| Brief |
Render the lines below as a JSON list of strings, one string per line, with blank lines omitted. Leave the pictures out of the list.

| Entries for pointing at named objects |

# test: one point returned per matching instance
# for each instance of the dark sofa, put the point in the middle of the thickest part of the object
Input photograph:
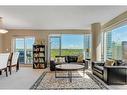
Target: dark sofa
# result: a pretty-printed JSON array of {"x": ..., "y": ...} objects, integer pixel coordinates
[
  {"x": 116, "y": 74},
  {"x": 68, "y": 59}
]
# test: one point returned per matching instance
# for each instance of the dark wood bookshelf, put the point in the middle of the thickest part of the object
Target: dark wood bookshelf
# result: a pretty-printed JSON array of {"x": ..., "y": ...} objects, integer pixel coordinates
[{"x": 39, "y": 57}]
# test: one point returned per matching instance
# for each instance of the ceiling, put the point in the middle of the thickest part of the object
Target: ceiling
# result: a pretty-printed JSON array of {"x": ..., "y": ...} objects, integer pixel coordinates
[{"x": 57, "y": 17}]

| In response |
[
  "# test: one point returned per matching instance",
  "# for each instance of the dark sofa, put the point in the middle of the thickest part of the object",
  "Input photograph:",
  "Target: dark sofa",
  "# result: a pretty-printed JSON array of {\"x\": ..., \"y\": ...} objects, integer pixel coordinates",
  "[",
  "  {\"x\": 116, \"y\": 74},",
  "  {\"x\": 68, \"y\": 59}",
  "]",
  "# test: one point returned per matching instance",
  "# for each instance of the dark wood bookshelf, put the point in the middle of the thickest part of the object",
  "Target: dark wood bookshelf",
  "# result: a pretty-printed JSON array of {\"x\": ..., \"y\": ...} objects, integer pixel coordinates",
  "[{\"x\": 39, \"y\": 57}]",
  "# test: one point returned per matching instance",
  "# for each instance of the ceiling, put the point in the middle of the thickest part of the object",
  "Target: ceiling",
  "# result: a pretty-printed JSON array of {\"x\": ..., \"y\": ...} objects, integer pixel coordinates",
  "[{\"x\": 57, \"y\": 17}]"
]